# Feeling trapped



## Lostmyself (Mar 28, 2012)

I got married at age 19 and have been married 8 years. I don't feel like I have anything in common with my husband and think we married too young. We don't have anything to talk about. He hates when I talk about work and he can only ever talk about car stuff. I used to have hobbies like painting and sports, but now I only do things he likes. 
If I want to go hiking or something, he doesn't want to. But if there is an event he wants to go to, I have to jump and do it and act excited. 
Everything he does irritates me. The way he chews even bothers me. He doesn't help with any household chores; so much for the 50-50 agreement we had before marriage. I clean, and he makes a mess 5 minutes later. I often feel like I am taking care of a five year old. 
I used to want to have kids, but I really just don't want to raise one with him. I would basically be a single mother. He spends all his time on the computer, playing video games, or with his friends. I don't have anyone to talk to here, because all of my friends are married to his friends.
I also fear that I resent him because I left college to marry him because my parents tried to break us up.
He cheated on me before marriage, and I don't know if I have forgiven him or not. I unfortunately, cheated on him too once after I found out. I've never told him. I was going to leave him when I found out and then didn't just so I didn't have to hear my mother say "I told you so."

◆ ◆ ◆ ◆ ◆

» **Set of tasks**
1/ According to the post, at what age did the writer get married?
2/ Copy the post from "# Feeling trapped" to "five year old.", replacing "hiking" with "biking".

◆ ◆ ◆ ◆ ◆

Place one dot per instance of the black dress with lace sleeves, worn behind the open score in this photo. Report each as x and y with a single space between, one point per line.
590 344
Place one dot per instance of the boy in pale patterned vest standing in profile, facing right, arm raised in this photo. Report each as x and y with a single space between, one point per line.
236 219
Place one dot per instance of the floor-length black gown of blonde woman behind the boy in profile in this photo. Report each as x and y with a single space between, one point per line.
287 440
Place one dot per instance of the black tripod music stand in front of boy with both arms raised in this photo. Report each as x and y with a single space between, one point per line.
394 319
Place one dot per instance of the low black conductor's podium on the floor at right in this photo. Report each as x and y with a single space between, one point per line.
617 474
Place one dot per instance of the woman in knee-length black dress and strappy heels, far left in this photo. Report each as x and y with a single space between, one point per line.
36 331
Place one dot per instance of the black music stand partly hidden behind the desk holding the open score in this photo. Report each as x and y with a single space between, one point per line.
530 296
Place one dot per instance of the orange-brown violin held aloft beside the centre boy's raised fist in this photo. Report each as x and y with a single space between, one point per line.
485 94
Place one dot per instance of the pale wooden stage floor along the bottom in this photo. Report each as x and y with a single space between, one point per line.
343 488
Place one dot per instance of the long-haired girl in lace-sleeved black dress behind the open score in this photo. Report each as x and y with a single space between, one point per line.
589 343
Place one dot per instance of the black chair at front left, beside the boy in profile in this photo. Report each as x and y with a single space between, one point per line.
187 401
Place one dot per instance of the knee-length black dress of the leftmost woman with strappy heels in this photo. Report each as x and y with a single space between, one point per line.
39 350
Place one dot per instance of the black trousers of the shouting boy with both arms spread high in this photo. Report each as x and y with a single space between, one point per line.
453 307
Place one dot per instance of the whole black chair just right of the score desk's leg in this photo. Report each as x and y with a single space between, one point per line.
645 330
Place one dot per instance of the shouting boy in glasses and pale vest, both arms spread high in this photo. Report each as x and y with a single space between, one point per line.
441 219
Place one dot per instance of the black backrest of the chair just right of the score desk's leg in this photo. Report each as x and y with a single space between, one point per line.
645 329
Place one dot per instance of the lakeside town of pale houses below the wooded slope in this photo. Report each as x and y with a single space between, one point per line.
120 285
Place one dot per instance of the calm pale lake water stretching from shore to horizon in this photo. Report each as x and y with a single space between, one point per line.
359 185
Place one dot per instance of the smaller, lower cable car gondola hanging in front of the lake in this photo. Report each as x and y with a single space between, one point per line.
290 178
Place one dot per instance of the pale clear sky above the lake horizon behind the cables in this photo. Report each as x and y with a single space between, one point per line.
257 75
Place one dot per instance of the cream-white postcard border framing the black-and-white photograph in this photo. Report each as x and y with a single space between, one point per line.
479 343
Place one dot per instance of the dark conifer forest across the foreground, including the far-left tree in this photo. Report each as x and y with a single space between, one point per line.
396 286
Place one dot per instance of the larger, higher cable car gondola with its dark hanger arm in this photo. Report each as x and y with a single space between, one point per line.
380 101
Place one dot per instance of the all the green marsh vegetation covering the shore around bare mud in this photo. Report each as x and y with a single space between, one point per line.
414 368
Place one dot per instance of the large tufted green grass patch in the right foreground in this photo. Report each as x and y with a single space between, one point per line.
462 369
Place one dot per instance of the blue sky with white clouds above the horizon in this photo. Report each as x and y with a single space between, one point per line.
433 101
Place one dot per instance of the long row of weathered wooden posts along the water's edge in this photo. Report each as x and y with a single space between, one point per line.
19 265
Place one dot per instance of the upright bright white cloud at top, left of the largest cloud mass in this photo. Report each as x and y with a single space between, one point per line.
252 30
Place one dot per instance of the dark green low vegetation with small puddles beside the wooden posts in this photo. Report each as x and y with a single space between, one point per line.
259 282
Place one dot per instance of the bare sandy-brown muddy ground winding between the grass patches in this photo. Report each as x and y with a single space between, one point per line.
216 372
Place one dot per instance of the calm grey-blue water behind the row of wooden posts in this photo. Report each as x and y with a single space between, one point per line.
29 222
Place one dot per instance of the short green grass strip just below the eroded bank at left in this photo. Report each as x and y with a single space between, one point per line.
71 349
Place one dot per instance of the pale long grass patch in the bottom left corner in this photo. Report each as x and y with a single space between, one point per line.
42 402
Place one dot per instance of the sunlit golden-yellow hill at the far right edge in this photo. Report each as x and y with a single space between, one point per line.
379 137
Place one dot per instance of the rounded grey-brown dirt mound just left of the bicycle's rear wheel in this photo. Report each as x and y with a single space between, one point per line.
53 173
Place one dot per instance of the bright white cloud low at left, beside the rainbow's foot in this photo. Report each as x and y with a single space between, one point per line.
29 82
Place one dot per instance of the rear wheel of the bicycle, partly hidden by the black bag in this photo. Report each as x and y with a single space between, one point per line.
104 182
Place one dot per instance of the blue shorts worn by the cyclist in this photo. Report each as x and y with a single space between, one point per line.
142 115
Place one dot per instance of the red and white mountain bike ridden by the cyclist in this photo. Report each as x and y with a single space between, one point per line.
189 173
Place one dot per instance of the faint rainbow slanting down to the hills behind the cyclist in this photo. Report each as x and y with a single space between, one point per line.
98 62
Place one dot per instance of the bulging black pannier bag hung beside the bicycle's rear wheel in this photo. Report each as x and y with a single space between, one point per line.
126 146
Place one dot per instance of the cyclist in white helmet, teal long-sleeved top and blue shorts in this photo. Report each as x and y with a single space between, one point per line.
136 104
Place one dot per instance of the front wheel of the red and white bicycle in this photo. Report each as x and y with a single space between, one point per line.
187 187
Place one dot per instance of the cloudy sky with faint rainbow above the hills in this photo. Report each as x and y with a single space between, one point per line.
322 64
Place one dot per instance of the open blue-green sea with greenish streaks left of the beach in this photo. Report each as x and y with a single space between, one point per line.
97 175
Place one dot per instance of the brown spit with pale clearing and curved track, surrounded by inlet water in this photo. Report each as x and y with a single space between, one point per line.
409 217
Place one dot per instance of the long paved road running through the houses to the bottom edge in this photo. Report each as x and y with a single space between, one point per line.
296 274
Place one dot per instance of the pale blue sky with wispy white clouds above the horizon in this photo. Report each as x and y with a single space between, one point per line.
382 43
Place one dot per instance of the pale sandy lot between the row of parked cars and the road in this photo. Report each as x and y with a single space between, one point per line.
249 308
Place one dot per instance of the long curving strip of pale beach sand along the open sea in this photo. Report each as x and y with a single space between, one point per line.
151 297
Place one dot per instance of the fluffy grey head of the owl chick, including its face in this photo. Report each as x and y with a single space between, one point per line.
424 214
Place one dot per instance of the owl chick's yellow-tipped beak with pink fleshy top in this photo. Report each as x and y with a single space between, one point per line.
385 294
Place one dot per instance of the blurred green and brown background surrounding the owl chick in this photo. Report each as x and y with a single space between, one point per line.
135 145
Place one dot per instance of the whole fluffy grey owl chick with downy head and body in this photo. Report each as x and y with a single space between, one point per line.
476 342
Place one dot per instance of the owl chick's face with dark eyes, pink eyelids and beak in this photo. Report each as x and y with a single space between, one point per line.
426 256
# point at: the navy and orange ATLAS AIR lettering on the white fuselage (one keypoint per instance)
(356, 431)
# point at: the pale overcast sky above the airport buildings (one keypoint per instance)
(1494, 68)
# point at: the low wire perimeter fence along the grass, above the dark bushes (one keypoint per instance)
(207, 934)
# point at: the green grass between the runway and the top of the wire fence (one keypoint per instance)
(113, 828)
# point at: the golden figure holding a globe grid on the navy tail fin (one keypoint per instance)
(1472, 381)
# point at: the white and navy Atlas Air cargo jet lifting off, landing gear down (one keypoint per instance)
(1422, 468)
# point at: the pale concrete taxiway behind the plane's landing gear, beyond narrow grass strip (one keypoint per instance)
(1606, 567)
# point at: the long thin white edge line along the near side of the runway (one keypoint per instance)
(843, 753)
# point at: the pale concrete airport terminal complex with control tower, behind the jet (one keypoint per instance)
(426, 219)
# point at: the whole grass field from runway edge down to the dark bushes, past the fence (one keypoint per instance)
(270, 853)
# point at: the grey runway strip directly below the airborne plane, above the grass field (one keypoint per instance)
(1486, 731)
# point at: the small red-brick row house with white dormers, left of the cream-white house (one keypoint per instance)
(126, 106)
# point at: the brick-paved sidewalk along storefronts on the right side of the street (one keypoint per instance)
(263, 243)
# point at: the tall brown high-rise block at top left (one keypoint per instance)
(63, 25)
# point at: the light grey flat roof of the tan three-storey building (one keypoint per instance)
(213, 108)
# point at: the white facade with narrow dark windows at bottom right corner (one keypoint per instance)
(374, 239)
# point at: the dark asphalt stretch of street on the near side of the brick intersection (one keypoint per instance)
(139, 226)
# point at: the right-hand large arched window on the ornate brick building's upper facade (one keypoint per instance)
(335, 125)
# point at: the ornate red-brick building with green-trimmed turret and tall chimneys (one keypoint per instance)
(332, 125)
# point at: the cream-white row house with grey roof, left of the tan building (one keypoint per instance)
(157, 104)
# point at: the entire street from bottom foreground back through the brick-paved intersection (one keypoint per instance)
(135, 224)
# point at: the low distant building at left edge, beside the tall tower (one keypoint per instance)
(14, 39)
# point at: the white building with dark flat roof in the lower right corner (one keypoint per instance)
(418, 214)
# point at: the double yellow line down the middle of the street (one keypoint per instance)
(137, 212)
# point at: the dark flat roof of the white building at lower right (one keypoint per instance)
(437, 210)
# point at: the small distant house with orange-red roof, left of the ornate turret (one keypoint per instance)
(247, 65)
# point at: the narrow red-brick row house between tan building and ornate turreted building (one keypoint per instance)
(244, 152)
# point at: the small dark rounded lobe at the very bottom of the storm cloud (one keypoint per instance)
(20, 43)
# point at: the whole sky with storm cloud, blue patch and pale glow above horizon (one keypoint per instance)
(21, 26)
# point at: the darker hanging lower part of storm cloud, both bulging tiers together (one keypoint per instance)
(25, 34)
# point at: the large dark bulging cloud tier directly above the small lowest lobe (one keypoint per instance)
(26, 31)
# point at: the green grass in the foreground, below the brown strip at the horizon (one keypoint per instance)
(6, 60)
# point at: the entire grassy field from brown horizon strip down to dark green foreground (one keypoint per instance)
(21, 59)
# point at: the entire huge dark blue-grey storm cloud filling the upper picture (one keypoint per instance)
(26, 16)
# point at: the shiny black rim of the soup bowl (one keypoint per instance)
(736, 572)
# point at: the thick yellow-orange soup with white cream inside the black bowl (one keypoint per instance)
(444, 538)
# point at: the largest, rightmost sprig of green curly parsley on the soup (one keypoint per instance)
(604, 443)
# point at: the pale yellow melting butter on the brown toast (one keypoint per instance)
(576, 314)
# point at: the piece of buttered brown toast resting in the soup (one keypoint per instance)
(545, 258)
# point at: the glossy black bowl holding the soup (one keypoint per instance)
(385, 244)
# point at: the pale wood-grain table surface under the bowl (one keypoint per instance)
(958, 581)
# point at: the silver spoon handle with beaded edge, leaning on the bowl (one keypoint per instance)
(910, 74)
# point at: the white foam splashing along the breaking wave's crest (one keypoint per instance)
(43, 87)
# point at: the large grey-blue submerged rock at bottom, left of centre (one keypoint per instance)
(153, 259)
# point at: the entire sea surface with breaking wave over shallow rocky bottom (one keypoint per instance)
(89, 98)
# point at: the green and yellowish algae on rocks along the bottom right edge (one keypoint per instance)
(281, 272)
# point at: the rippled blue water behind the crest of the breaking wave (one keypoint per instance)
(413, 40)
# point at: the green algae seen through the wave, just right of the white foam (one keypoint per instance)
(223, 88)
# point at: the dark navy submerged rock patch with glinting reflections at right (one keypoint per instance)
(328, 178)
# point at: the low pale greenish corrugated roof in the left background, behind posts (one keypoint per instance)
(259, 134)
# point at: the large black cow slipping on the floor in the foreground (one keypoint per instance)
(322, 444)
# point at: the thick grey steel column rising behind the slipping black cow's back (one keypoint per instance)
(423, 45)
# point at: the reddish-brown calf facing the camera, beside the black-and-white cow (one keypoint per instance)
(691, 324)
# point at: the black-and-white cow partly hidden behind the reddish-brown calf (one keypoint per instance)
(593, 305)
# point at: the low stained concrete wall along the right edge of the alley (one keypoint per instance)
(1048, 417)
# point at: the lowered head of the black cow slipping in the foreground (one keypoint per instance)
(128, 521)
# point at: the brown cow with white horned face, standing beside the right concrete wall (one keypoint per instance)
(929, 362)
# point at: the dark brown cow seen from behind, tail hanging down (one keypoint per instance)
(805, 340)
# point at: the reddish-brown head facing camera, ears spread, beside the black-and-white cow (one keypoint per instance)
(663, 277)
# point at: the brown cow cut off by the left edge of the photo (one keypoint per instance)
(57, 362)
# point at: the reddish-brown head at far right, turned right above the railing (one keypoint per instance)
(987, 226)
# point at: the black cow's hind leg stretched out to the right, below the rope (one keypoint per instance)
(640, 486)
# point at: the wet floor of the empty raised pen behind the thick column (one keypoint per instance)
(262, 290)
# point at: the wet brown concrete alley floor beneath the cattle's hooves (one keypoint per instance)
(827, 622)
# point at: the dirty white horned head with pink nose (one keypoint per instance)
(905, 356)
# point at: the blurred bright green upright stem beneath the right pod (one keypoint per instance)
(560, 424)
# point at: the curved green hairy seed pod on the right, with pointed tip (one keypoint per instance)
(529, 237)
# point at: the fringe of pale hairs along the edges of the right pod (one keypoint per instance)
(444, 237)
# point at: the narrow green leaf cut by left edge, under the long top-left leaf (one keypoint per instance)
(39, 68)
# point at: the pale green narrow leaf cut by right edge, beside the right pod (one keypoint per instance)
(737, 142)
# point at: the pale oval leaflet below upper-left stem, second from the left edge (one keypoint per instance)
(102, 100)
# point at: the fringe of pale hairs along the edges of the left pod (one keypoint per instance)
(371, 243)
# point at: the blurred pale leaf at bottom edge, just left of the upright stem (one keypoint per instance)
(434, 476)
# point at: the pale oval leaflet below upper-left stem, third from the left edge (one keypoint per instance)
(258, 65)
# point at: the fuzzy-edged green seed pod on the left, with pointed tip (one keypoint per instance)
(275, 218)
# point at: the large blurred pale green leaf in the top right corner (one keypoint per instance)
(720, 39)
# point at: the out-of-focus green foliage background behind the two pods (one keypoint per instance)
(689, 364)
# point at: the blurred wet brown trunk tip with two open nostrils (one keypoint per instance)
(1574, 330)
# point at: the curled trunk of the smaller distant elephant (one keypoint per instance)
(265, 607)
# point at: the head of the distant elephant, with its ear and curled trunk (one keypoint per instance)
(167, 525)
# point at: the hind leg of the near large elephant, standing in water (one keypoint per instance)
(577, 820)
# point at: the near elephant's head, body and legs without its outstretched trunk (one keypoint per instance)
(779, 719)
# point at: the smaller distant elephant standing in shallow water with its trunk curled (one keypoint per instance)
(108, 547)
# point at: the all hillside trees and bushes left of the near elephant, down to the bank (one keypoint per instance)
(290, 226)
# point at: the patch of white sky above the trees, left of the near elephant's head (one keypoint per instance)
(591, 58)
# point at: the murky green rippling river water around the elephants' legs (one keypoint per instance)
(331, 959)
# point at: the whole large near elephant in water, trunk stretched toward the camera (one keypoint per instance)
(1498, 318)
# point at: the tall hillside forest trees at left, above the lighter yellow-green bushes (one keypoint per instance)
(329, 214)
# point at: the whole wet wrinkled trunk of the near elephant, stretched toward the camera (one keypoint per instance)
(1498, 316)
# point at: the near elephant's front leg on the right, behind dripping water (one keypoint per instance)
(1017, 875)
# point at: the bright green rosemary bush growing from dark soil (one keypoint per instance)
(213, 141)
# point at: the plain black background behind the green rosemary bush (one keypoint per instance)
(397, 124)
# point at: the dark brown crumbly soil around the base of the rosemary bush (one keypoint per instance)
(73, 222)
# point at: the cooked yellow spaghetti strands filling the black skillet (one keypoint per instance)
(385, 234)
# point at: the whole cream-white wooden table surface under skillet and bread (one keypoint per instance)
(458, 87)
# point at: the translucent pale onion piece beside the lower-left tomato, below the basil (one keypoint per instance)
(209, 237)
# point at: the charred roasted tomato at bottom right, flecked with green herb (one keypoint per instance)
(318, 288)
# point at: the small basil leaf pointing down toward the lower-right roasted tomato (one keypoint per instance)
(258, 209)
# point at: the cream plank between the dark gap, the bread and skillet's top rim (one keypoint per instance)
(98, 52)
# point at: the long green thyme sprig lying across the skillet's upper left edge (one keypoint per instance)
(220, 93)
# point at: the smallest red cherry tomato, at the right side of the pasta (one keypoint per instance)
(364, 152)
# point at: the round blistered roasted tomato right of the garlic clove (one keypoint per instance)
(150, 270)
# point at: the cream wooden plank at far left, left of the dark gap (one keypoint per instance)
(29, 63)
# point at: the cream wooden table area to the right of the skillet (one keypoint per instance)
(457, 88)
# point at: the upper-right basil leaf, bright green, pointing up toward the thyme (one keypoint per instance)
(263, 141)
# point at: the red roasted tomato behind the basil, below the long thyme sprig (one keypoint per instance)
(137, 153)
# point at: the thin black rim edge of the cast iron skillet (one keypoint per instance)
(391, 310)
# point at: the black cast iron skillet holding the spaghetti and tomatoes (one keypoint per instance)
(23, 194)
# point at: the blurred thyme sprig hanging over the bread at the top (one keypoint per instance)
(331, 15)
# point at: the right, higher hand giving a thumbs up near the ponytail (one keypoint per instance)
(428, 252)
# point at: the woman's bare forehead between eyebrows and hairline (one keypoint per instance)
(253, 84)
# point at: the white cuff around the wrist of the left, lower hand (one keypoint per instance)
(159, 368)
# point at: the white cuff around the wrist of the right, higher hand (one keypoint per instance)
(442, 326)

◆ ◆ ◆ ◆ ◆

» **Task responses**
1/ At age 19.

2/
# Feeling trapped



## Lostmyself (Mar 28, 2012)

I got married at age 19 and have been married 8 years. I don't feel like I have anything in common with my husband and think we married too young. We don't have anything to talk about. He hates when I talk about work and he can only ever talk about car stuff. I used to have hobbies like painting and sports, but now I only do things he likes. 
If I want to go biking or something, he doesn't want to. But if there is an event he wants to go to, I have to jump and do it and act excited. 
Everything he does irritates me. The way he chews even bothers me. He doesn't help with any household chores; so much for the 50-50 agreement we had before marriage. I clean, and he makes a mess 5 minutes later. I often feel like I am taking care of a five year old.